▸ **Data to process**:
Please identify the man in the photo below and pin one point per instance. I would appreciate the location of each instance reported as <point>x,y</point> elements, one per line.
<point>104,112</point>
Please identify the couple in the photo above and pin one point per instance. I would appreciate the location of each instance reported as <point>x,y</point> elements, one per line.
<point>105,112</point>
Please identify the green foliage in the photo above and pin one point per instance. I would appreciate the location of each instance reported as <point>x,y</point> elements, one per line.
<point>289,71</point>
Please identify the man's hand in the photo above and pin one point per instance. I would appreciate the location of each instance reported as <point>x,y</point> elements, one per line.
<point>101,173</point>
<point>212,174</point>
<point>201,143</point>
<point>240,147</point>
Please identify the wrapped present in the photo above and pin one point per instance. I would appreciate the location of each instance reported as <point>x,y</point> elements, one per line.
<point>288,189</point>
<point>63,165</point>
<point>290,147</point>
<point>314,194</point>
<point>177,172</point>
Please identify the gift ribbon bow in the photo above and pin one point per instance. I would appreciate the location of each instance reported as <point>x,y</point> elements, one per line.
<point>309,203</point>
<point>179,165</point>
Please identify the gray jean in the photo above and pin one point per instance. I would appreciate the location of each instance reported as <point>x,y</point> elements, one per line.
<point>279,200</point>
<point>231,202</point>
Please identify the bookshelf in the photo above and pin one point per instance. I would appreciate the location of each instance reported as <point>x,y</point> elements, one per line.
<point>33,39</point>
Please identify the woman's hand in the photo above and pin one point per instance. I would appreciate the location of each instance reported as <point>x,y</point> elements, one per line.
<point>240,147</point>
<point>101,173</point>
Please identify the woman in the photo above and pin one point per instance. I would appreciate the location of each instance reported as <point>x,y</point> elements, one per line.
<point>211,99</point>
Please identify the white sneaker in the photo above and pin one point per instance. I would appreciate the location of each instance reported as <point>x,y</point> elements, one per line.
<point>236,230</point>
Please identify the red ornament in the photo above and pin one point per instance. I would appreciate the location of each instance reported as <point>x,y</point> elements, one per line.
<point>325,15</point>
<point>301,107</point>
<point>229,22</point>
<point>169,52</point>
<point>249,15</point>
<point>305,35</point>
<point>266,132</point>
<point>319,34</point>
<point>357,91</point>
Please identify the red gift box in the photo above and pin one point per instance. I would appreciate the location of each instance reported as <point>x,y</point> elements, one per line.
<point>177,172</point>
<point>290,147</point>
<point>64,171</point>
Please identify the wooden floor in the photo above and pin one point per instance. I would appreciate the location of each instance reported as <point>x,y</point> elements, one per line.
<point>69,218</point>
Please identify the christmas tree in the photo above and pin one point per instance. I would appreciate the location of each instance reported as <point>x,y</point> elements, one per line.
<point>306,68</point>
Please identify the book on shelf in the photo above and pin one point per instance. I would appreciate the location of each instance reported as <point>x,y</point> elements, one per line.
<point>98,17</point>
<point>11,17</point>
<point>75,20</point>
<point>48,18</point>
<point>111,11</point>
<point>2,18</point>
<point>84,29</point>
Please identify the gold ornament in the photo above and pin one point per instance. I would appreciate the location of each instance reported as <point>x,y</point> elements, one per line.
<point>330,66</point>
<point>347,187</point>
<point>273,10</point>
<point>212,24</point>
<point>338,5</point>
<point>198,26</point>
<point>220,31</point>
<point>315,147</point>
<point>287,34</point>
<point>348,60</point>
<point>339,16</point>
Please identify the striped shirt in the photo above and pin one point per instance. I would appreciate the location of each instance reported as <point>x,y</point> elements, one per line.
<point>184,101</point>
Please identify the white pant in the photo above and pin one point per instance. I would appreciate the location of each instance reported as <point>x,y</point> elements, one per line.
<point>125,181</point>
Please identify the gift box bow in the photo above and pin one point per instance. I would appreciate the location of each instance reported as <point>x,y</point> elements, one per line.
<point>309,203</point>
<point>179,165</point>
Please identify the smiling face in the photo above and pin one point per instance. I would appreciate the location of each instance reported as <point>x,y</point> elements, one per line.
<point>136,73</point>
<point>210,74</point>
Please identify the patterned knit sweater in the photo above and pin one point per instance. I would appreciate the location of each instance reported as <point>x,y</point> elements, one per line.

▸ **Your goal**: Reproduce each of the entries exactly, omitting none.

▸ **Solved exercise**:
Please identify the man in the photo below and pin one point per instance. I would appreciate the location of each instance reported as <point>x,y</point> elements, one per line.
<point>104,112</point>
Please identify the couple in the photo above and pin one point per instance. I would appreciate the location of each instance reported as <point>x,y</point> elements, one per line.
<point>105,112</point>
Please identify the green foliage in the photo above and pin one point per instance. I would appreciate the location of each instance reported as <point>x,y</point> elements, one per line.
<point>289,71</point>
Please identify the man's hand in the photo above and pin one point per instance. I would appreciate the location of each instance reported as <point>x,y</point> elements, one per line.
<point>101,173</point>
<point>212,174</point>
<point>201,143</point>
<point>240,147</point>
Please identify the wrapped present in the photo above and pin one point per instance. I would appreciate the location of each instance reported as <point>x,y</point> elements, one per line.
<point>288,189</point>
<point>63,165</point>
<point>290,147</point>
<point>314,194</point>
<point>177,172</point>
Please identify the gift ribbon bow in the photo above and pin one point per instance. I would appreciate the location of each instance reported as <point>x,y</point> elements, one per line.
<point>309,203</point>
<point>179,165</point>
Please identify the gray jean in the photo above and pin one point per instance. I would appreciate the location of each instance reported as <point>x,y</point> elements, one per line.
<point>279,200</point>
<point>231,202</point>
Please identify the bookshelf in the photo above and pin one point per instance. I would appreciate the location of each instance reported as <point>x,y</point> elements, one per line.
<point>33,39</point>
Please identify the woman's hand in the photo above and pin one point per instance. I would appreciate the location of each instance reported as <point>x,y</point> elements, one per line.
<point>240,147</point>
<point>101,173</point>
Please identify the woman in the photo above and pin one point per instance. I would appreciate the location of each instance reported as <point>x,y</point> elements, one per line.
<point>211,99</point>
Please identify the white sneaker in the photo above and pin one point per instance. I would appreciate the location of each instance reported as <point>x,y</point> elements, one per line.
<point>236,230</point>
Please identify the red ornament in the photo above and pin one point per instance. I would appreciate the location of each instance reported as <point>x,y</point> elements, one per line.
<point>325,15</point>
<point>301,107</point>
<point>229,22</point>
<point>169,52</point>
<point>249,15</point>
<point>305,35</point>
<point>266,132</point>
<point>319,34</point>
<point>357,91</point>
Please identify the red gift box in the photo above and pin one point per instance. I would appreciate the location of each instance reported as <point>x,y</point> elements, one per line.
<point>177,172</point>
<point>290,147</point>
<point>64,171</point>
Please identify the wooden floor in the photo above and pin one point per instance. I would appreciate the location of each instance reported as <point>x,y</point> elements, one per line.
<point>69,218</point>
Please identify the christmas tree in the photo above and pin one point per instance. I would appreciate the location of each instance reported as <point>x,y</point> elements, one per line.
<point>306,68</point>
Please identify the book on shelf in the photo above and pin one point per instance. I would appreciate the location of each instance reported as <point>x,y</point> elements, one per line.
<point>98,17</point>
<point>11,17</point>
<point>75,20</point>
<point>48,18</point>
<point>111,11</point>
<point>2,18</point>
<point>84,29</point>
Please identify the gold ornament in the photo above and pin one point per instance. I would appreciate the location of each instance reported as <point>x,y</point> elements, one per line.
<point>330,66</point>
<point>347,187</point>
<point>273,10</point>
<point>212,24</point>
<point>338,5</point>
<point>198,26</point>
<point>220,31</point>
<point>315,147</point>
<point>287,34</point>
<point>348,60</point>
<point>339,16</point>
Please identify the striped shirt in the photo above and pin one point per instance. I would appreciate the location of each instance reported as <point>x,y</point> elements, one per line.
<point>184,101</point>
Please identify the white pant in the photo above and pin one point per instance. I would appreciate the location of each instance reported as <point>x,y</point> elements, one per line.
<point>125,181</point>
Please identify the gift box bow in the photo above and pin one point per instance. I would appreciate the location of each instance reported as <point>x,y</point> elements, one per line.
<point>309,203</point>
<point>179,165</point>
Please identify the smiling face in the photo above and pin one point per instance. I would appreciate the location of each instance reported as <point>x,y</point> elements, one per line.
<point>136,73</point>
<point>210,74</point>
Please identify the patterned knit sweater in the photo above and pin one point per instance. I would appreciate the location of each instance reported as <point>x,y</point> elements, one per line.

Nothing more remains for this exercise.